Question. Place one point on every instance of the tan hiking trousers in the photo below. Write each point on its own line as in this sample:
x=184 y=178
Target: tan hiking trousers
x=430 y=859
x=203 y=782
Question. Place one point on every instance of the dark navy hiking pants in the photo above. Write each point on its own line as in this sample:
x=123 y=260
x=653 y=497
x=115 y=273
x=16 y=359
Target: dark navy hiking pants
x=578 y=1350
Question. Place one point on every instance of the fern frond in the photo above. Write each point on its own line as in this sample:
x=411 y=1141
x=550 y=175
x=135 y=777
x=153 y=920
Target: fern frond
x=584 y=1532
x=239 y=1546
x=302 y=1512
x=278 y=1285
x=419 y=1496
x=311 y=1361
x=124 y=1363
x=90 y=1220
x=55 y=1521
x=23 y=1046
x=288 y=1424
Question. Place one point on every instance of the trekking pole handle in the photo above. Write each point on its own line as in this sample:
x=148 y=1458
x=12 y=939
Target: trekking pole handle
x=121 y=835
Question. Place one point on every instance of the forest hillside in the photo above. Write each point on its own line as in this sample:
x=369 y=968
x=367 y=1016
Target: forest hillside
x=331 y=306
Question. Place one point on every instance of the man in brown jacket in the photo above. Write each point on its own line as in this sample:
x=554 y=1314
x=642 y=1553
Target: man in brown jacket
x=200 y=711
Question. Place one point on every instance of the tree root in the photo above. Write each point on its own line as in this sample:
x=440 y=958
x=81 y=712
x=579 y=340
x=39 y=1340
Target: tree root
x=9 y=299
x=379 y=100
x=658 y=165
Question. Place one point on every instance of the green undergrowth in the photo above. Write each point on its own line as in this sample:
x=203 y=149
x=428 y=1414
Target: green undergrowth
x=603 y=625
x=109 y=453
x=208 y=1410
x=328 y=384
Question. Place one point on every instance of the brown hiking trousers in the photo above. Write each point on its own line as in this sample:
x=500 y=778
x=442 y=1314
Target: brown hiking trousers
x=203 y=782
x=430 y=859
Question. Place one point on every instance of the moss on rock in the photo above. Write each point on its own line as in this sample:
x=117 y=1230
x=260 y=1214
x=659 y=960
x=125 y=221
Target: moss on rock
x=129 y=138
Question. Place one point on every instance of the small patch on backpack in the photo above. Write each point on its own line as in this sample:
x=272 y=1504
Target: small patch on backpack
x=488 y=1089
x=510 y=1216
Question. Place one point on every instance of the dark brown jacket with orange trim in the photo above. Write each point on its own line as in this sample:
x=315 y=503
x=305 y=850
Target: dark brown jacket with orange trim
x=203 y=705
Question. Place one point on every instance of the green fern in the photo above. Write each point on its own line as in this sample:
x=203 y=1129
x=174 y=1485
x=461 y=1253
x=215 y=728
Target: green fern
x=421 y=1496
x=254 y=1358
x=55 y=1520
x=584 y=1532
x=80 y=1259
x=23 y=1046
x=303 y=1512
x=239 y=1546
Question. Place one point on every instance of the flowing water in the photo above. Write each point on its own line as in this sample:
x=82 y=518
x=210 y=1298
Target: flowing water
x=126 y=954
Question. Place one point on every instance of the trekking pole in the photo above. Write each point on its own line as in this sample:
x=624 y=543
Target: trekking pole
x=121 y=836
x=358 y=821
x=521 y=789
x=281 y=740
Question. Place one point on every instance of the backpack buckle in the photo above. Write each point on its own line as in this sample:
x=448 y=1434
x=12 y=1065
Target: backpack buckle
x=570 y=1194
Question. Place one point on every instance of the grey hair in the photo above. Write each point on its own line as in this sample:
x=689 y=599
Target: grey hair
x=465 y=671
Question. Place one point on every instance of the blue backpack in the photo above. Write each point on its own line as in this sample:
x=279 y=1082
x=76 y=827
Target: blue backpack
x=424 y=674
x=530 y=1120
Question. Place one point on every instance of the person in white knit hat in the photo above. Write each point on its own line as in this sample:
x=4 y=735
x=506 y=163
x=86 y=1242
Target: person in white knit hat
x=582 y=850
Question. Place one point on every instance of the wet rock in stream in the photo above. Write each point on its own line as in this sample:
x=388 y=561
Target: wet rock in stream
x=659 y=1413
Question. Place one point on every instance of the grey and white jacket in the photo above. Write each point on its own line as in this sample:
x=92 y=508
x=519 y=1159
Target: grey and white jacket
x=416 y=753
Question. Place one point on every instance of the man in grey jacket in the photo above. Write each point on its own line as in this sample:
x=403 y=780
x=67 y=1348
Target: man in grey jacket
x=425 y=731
....
PROMPT: Turn all the lines above into a numbered list, skipping any blank ones.

COMPLETED TASK:
1. Question. Place one point on every instance of the tan hiking trousers in the photo below. Write each point on its own line as in this sample:
2. x=184 y=178
3. Target: tan hiking trousers
4. x=430 y=859
5. x=203 y=782
6. Question. Place one point on every instance of the dark navy hiking pants in the photo above. Write each point on its own line as in this sample:
7. x=123 y=260
8. x=653 y=497
9. x=115 y=273
10. x=16 y=359
11. Target: dark navy hiking pants
12. x=578 y=1350
13. Question. Place one point on every instance of the fern frond in the photo above. Write each point on its own line as in this sample:
14. x=411 y=1141
15. x=550 y=175
16. x=135 y=777
17. x=153 y=920
18. Target: fern frond
19. x=584 y=1532
20. x=239 y=1546
21. x=302 y=1512
22. x=278 y=1285
23. x=419 y=1496
24. x=311 y=1361
25. x=124 y=1363
26. x=90 y=1220
27. x=55 y=1521
28. x=23 y=1046
29. x=288 y=1424
30. Question. Place one point on every instance of the trekking pole handle in the photo above. Write each point on its own line as in this sample:
31. x=148 y=1458
32. x=12 y=939
33. Target: trekking pole handle
34. x=121 y=835
35. Question. Place one point on every instance of the forest hillside in the photo above. Write each point on its own line as in this sample:
36. x=369 y=968
37. x=367 y=1016
38. Target: forest hillside
39. x=331 y=306
40. Question. Place one point on every instance of the man in brown jacket in the photo above. Write each point on its own line as in this sample:
41. x=554 y=1314
42. x=642 y=1553
43. Target: man in brown jacket
44. x=200 y=711
45. Question. Place one point on every instance of the tree root in the photo above. Write each point on its own line as in this sample:
46. x=440 y=958
47. x=81 y=712
48. x=579 y=340
49. x=39 y=1340
50. Target: tree root
51. x=9 y=299
52. x=379 y=100
53. x=658 y=165
54. Question. Place one point on every instance of the green undergrowth in the photo above. Write each point on its own line as in this sample:
55. x=203 y=149
56. x=428 y=1414
57. Target: green undergrowth
58. x=603 y=625
59. x=109 y=453
60. x=208 y=1410
61. x=328 y=384
62. Question. Place one point on every instance of the brown hiking trousers in the photo above. Write each point on its own line as in this sample:
63. x=500 y=778
64. x=442 y=1314
65. Target: brown hiking trousers
66. x=203 y=782
67. x=430 y=859
68. Question. Place one point on every instance of the moss on rock in the photo above. Write each point on its own line as in this sample:
69. x=117 y=1230
70. x=260 y=1214
71. x=659 y=960
72. x=125 y=221
73. Target: moss on rock
74. x=129 y=138
75. Question. Place one point on every instance of the small patch on backpack in the photo above. Write each point on its own line as in this sample:
76. x=272 y=1504
77. Target: small patch on backpack
78. x=488 y=1089
79. x=510 y=1216
80. Question. Place one point on every instance of the dark brown jacket with orange trim in the photo above. Write each point on its own line as in this sample:
81. x=315 y=503
82. x=305 y=850
83. Target: dark brown jacket with orange trim
84. x=203 y=705
85. Question. Place one point on every instance of the green fern in the photo above. Write each point on its own line as in this sample:
86. x=203 y=1129
87. x=174 y=1485
88. x=461 y=1253
89. x=215 y=728
90. Target: green fern
91. x=421 y=1496
92. x=254 y=1358
93. x=55 y=1520
94. x=584 y=1532
95. x=80 y=1259
96. x=23 y=1046
97. x=303 y=1512
98. x=239 y=1546
99. Question. Place one point on every instance of the flowing water in the photo above. Write each point on its own line as in this sample:
100. x=82 y=518
101. x=210 y=1298
102. Target: flowing water
103. x=126 y=954
104. Question. Place one point on every instance of the trekking pole in the photo above. Write each point on its own line as in this sample:
105. x=624 y=543
106. Target: trekking pole
107. x=121 y=836
108. x=358 y=821
109. x=521 y=789
110. x=281 y=740
111. Question. Place one point on every instance of the backpack buckle in the photo above. Write each point on its own line as in this sample:
112. x=448 y=1434
113. x=12 y=1065
114. Target: backpack buckle
115. x=570 y=1194
116. Question. Place one point on every instance of the grey hair in the photo above. Write each point on its own line as in this sample:
117. x=689 y=599
118. Target: grey hair
119. x=465 y=671
120. Question. Place one point on every instance of the blue backpack in the photo above. Write each point on its own line as in this sample:
121. x=279 y=1082
122. x=76 y=827
123. Target: blue backpack
124. x=424 y=674
125. x=530 y=1120
126. Question. Place one point on every instance of the person in white knit hat in the photo above. Write each point on its own line as in this sample:
127. x=4 y=735
128. x=506 y=163
129. x=86 y=1242
130. Target: person in white knit hat
131. x=582 y=850
132. Question. Place one point on every instance of the wet rock in stream in the photo above. Write each point on its own line as in this sample:
133. x=388 y=561
134. Target: wet rock in stream
135. x=659 y=1413
136. Question. Place one point on every instance of the grey and white jacket in the photo above. Write each point on its own line as in this sample:
137. x=92 y=508
138. x=519 y=1159
139. Target: grey and white jacket
140. x=416 y=753
141. Question. Place one point on every instance of the man in grey jacket in the photo above. Write each point on its own line as in this sample:
142. x=403 y=780
143. x=67 y=1348
144. Target: man in grey jacket
145. x=425 y=731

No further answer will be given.